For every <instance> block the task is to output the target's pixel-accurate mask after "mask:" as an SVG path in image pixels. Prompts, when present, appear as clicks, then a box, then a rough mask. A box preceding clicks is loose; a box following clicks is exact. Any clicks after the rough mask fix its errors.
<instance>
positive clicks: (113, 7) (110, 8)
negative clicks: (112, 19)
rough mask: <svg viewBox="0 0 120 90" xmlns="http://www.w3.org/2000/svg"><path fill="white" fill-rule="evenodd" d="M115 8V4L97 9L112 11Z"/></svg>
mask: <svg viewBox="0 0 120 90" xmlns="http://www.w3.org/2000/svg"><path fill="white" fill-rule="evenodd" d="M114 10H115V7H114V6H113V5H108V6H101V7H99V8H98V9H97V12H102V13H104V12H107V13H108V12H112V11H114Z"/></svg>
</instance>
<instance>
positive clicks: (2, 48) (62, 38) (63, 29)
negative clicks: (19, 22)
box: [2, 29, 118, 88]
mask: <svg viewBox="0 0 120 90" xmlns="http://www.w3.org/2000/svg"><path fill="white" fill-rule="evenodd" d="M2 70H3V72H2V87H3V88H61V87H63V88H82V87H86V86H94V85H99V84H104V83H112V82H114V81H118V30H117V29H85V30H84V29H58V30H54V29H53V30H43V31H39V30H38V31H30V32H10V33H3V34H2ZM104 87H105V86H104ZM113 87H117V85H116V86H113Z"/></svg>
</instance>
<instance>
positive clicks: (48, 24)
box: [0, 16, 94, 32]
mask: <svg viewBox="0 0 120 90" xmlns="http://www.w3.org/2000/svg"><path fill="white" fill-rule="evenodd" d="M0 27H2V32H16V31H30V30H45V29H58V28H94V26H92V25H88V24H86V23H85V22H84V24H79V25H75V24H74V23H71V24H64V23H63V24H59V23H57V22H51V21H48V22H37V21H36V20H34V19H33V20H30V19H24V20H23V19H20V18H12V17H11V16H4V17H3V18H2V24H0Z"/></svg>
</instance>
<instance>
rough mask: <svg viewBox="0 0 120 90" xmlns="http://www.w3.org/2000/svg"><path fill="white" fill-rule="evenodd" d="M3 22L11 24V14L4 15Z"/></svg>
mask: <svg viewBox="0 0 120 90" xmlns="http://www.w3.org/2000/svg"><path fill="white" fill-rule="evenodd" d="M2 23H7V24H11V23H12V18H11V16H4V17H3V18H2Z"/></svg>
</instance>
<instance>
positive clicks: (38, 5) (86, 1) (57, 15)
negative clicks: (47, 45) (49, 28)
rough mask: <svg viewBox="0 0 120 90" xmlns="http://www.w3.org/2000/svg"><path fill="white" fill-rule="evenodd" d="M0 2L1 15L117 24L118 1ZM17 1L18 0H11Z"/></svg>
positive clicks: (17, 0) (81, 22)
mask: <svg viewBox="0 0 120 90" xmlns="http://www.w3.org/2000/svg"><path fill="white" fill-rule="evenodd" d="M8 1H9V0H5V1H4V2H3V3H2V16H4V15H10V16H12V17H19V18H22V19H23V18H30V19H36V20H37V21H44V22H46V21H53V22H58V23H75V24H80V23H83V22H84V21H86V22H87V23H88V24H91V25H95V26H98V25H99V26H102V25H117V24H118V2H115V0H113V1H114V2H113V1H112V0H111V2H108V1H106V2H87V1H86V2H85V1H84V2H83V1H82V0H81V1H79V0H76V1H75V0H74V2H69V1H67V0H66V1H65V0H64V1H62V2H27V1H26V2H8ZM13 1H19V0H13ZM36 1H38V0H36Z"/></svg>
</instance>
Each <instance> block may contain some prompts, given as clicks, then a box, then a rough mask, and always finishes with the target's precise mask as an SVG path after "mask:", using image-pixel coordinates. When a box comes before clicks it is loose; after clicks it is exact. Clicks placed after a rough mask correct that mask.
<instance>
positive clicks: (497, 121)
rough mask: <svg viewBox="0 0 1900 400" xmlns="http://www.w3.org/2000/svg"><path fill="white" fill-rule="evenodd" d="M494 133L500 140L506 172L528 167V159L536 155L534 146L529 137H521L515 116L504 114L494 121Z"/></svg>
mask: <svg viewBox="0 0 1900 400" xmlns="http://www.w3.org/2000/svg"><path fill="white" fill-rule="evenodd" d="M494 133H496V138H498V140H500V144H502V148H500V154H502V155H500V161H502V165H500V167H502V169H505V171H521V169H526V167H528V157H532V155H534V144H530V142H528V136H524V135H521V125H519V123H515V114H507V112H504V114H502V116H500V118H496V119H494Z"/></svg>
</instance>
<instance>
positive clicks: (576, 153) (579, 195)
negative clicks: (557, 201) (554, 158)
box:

PROBLEM DESCRIPTION —
Give back the material in full, word for word.

ANSWER SECTION —
For every <instance> block the task is to output the target's pixel-accurate mask after "mask:" as an SVG path in image pixels. Prompts, when present, appear as clicks, then a box, then a rough mask. A box preceding clicks is loose; a box following clicks is exact. Any clicks after the rough mask fix its errors.
<instance>
positive clicks: (113, 7) (110, 8)
negative clicks: (112, 19)
rough mask: <svg viewBox="0 0 120 90" xmlns="http://www.w3.org/2000/svg"><path fill="white" fill-rule="evenodd" d="M115 8V4L97 9L112 11Z"/></svg>
mask: <svg viewBox="0 0 120 90" xmlns="http://www.w3.org/2000/svg"><path fill="white" fill-rule="evenodd" d="M114 10H115V7H114V6H113V5H108V6H101V7H99V8H98V9H97V12H102V13H104V12H107V13H108V12H112V11H114Z"/></svg>
</instance>
<instance>
positive clicks: (2, 48) (62, 38) (63, 29)
negative clicks: (19, 22)
box: [2, 29, 118, 88]
mask: <svg viewBox="0 0 120 90" xmlns="http://www.w3.org/2000/svg"><path fill="white" fill-rule="evenodd" d="M2 70H3V72H2V87H3V88H61V87H63V88H82V87H86V86H94V85H99V84H104V83H112V82H114V81H118V30H117V29H85V30H84V29H58V30H54V29H53V30H43V31H39V30H38V31H30V32H10V33H3V34H2ZM104 87H105V86H104ZM113 87H117V85H116V86H113Z"/></svg>
</instance>
<instance>
positive clicks: (48, 24)
box: [0, 16, 94, 32]
mask: <svg viewBox="0 0 120 90" xmlns="http://www.w3.org/2000/svg"><path fill="white" fill-rule="evenodd" d="M0 27H2V32H16V31H30V30H45V29H58V28H94V26H92V25H88V24H86V23H85V22H84V24H79V25H75V24H74V23H71V24H64V23H63V24H59V23H57V22H51V21H48V22H37V21H36V20H34V19H33V20H30V19H24V20H23V19H20V18H12V17H11V16H4V17H3V18H2V24H0Z"/></svg>
</instance>
<instance>
rough mask: <svg viewBox="0 0 120 90" xmlns="http://www.w3.org/2000/svg"><path fill="white" fill-rule="evenodd" d="M3 22L11 24V14L4 15Z"/></svg>
mask: <svg viewBox="0 0 120 90" xmlns="http://www.w3.org/2000/svg"><path fill="white" fill-rule="evenodd" d="M2 23H7V24H11V23H12V18H11V16H4V17H3V18H2Z"/></svg>
</instance>
<instance>
positive clicks: (38, 5) (86, 1) (57, 15)
negative clicks: (47, 45) (49, 28)
rough mask: <svg viewBox="0 0 120 90" xmlns="http://www.w3.org/2000/svg"><path fill="white" fill-rule="evenodd" d="M0 2L1 15L117 24L118 1ZM17 1L18 0H11Z"/></svg>
positive clicks: (17, 0) (81, 22)
mask: <svg viewBox="0 0 120 90" xmlns="http://www.w3.org/2000/svg"><path fill="white" fill-rule="evenodd" d="M8 1H9V0H5V1H4V2H3V3H2V16H4V15H10V16H12V17H19V18H22V19H23V18H30V19H36V20H37V21H44V22H46V21H53V22H58V23H75V24H80V23H83V22H84V21H86V22H87V23H88V24H91V25H95V26H98V25H99V26H102V25H117V24H118V2H115V0H113V1H114V2H113V1H112V0H111V2H108V1H106V2H87V1H86V2H85V1H84V2H83V1H82V0H81V1H79V0H76V1H75V0H74V2H69V1H67V0H66V1H65V0H64V1H62V2H27V1H26V2H8ZM13 1H19V0H13ZM36 1H38V0H36Z"/></svg>
</instance>
Each <instance> block may contain some prompts, given as clicks, then a box, then a rough mask, and always finishes with the target's precise mask as an SVG path after "mask:", using image-pixel coordinates. When a box comes before clicks it is loose; after clicks it is exact. Clicks placed after a rough mask correct that mask.
<instance>
positive clicks: (497, 121)
rough mask: <svg viewBox="0 0 1900 400" xmlns="http://www.w3.org/2000/svg"><path fill="white" fill-rule="evenodd" d="M494 133L500 140L506 172L528 167V159L536 155L534 146L529 137H521L515 116L504 114L494 121Z"/></svg>
mask: <svg viewBox="0 0 1900 400" xmlns="http://www.w3.org/2000/svg"><path fill="white" fill-rule="evenodd" d="M494 133H496V138H498V140H500V144H502V148H500V154H502V155H500V161H502V165H500V167H502V169H505V171H521V169H526V167H528V157H532V155H534V144H530V142H528V136H524V135H521V125H519V123H515V114H507V112H504V114H502V116H500V118H496V119H494Z"/></svg>
</instance>
<instance>
positive clicks: (576, 153) (579, 195)
negative clicks: (557, 201) (554, 158)
box:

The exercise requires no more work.